- WHAT YOU ARE ASKED TO DO: Write each line exactly, from the line that holds "the motorcycle windshield" through the final line of the material, and no other line.

- EXCERPTED RECORDS:
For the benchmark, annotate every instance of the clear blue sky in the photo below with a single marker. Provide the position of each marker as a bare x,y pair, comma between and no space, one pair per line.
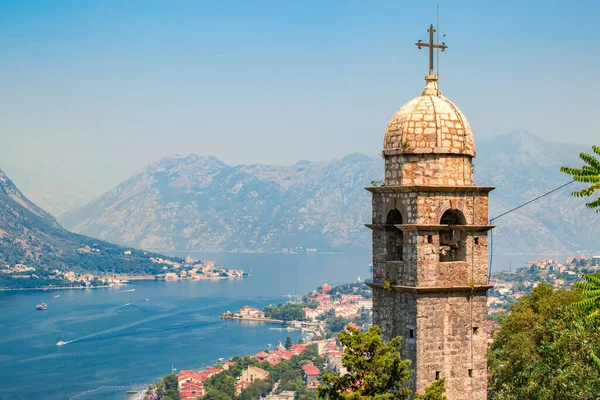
95,90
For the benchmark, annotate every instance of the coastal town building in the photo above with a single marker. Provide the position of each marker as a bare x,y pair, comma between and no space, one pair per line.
252,312
429,228
311,373
252,374
191,390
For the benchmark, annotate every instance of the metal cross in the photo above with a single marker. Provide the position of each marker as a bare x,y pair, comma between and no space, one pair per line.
431,46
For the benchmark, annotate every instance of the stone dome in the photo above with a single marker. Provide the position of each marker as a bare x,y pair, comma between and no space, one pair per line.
429,123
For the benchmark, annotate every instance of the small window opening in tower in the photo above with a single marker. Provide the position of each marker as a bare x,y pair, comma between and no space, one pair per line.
452,239
394,236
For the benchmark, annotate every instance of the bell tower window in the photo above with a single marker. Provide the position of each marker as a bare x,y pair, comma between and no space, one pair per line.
452,239
394,236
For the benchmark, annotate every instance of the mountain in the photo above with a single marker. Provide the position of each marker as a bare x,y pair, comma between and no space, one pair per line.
199,203
48,192
523,166
32,238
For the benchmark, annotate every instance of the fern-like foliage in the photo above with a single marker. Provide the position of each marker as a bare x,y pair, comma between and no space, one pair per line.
589,173
590,290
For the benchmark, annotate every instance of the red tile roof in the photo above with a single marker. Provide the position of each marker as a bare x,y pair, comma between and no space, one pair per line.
310,369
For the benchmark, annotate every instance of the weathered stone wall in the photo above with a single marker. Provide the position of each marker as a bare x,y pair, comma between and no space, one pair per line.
396,314
433,273
431,207
451,340
429,124
436,306
428,169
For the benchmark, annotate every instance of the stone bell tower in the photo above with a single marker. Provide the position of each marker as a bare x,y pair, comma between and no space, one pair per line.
430,225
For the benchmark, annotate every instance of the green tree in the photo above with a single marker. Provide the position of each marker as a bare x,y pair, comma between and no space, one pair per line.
255,390
435,391
589,173
222,383
167,389
590,290
375,369
543,350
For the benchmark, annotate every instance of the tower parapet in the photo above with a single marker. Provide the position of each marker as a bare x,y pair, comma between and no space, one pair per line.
429,227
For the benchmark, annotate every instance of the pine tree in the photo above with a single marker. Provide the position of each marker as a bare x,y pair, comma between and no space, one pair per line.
589,173
376,370
590,290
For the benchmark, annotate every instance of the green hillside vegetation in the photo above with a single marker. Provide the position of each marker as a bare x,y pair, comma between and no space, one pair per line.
545,349
32,237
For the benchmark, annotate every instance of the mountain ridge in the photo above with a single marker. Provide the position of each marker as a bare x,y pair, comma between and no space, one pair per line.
32,238
198,203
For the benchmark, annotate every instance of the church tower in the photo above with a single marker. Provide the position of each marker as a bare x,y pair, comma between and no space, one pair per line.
430,259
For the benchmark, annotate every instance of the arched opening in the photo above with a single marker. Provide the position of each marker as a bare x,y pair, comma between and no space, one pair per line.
394,239
452,241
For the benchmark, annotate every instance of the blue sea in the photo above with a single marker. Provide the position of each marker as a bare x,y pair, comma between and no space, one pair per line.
118,341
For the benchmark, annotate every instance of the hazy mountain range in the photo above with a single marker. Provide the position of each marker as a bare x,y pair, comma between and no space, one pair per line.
197,202
31,236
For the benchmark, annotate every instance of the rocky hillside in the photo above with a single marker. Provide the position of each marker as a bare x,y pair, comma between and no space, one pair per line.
522,166
31,236
197,202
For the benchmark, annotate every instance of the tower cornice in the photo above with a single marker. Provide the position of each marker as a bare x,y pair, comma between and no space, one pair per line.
430,189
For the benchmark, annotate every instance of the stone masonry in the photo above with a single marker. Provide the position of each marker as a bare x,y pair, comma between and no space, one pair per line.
429,227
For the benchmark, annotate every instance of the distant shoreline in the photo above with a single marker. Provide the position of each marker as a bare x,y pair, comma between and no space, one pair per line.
47,289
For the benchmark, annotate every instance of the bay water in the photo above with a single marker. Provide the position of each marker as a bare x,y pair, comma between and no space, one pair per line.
118,340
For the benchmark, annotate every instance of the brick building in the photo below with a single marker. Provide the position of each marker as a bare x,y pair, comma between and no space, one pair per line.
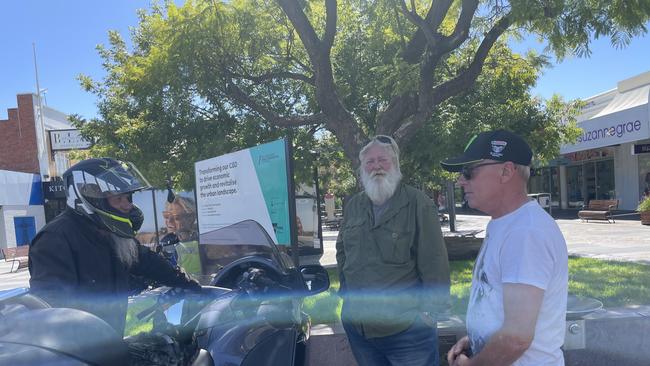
27,160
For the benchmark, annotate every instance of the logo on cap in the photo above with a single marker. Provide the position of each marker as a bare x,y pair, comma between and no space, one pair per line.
497,148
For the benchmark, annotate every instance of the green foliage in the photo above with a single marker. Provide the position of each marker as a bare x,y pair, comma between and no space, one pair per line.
169,99
616,284
644,205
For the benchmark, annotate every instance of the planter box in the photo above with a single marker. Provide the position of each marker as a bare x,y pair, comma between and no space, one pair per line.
645,217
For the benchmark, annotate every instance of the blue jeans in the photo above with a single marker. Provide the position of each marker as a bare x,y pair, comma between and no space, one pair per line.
416,346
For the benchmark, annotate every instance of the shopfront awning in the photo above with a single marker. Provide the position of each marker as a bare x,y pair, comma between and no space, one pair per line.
624,119
20,189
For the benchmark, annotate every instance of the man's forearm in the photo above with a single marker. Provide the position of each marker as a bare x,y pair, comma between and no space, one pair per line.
501,349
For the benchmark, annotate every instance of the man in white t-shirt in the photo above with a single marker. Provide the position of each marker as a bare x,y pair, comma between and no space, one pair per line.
516,313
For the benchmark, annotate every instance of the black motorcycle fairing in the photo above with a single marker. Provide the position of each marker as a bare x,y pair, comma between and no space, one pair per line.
230,275
68,331
203,359
19,354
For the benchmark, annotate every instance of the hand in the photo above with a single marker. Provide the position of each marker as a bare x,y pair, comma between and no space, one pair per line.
455,356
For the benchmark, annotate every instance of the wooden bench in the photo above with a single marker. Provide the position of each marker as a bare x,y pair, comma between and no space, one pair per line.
599,210
17,255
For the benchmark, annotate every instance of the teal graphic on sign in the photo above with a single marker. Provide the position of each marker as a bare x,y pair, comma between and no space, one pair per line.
270,164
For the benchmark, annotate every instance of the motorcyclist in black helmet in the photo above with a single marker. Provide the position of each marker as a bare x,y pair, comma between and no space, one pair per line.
83,259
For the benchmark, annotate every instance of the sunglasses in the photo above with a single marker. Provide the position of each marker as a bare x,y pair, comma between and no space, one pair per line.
468,171
167,216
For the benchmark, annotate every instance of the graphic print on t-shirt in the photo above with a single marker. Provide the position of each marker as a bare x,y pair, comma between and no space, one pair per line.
481,288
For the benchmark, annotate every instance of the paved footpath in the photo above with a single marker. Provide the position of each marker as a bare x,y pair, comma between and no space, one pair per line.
625,240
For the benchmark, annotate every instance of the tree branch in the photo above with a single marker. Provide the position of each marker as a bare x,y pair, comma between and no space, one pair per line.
275,75
431,23
304,28
463,81
330,24
245,100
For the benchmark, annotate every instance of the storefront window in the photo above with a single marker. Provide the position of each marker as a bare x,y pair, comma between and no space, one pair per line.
546,180
644,173
574,185
590,180
604,171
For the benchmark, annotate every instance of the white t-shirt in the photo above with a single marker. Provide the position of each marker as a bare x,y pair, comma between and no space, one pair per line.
524,247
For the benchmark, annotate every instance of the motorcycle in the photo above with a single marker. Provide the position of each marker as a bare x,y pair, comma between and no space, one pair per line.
249,314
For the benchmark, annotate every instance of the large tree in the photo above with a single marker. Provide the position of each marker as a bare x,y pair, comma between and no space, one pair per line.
239,70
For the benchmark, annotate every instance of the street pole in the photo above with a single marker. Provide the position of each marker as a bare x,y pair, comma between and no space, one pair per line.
43,158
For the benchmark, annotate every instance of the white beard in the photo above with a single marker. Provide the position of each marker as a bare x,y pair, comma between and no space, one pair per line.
126,250
380,185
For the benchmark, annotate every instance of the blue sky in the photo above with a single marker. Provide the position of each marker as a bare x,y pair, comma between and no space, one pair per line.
66,33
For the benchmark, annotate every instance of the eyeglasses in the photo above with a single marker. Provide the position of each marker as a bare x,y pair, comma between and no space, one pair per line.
168,216
468,171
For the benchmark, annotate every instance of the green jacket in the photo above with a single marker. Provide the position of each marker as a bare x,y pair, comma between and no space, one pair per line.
395,269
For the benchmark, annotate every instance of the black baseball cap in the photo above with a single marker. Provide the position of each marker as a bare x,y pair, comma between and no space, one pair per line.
499,145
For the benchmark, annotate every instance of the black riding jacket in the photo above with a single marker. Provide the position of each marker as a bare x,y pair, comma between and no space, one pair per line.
72,264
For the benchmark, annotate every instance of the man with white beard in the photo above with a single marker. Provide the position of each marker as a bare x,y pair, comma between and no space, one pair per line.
393,265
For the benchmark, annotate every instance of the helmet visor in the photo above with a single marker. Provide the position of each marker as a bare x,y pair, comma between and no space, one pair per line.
112,180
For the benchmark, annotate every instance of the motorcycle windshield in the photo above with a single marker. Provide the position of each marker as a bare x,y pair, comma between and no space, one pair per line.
220,247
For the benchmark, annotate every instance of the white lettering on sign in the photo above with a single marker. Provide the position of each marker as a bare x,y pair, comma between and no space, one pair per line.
68,140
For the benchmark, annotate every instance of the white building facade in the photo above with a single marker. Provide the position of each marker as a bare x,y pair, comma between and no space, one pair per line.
611,158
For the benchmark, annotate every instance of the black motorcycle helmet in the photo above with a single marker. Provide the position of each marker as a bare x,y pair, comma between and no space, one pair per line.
90,182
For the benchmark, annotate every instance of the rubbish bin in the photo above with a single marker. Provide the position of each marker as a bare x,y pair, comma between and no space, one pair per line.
544,200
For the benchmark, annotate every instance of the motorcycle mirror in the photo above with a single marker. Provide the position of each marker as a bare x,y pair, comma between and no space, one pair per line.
174,313
316,278
170,193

- TASK RESULT:
For the benchmark, annotate every instance of the motorcycle windshield in the photo above with a single marker. Provide the position of each marker as a bare x,y pair, comma between and no space, one pair per line.
220,247
For the benchmark, annotate every instance of the white lettering on sign in the photo above with a single marker. Provide the position of each marker as a bare x,y pair, comma between and no space, one pair per line.
68,140
For the benchmark, annotate every instance of the white building facade in the photo above with a single marker. Provide the position of each marker as a bare x,y pair, comma between and no space, one pair per line.
611,158
For the benchmark, annotate every instance of the black motorcycle helmet in the photo above with a single marker. Provide the position of each marker as a bare x,y pair, comma between and no space, one pair per line.
90,182
For the benchmark, annotate every instance of the rubbish bin in the photo above with a single marker. Provide the position of each marker as a bare x,y pair, comma between and no space, one pair per line.
544,200
For the benchmark, annotate every instance of the motorcycle mirror in the photo above with a single marker. Provide the position of each marker as a bare x,y pair, comma between and no space, one pair per line.
174,313
316,278
170,193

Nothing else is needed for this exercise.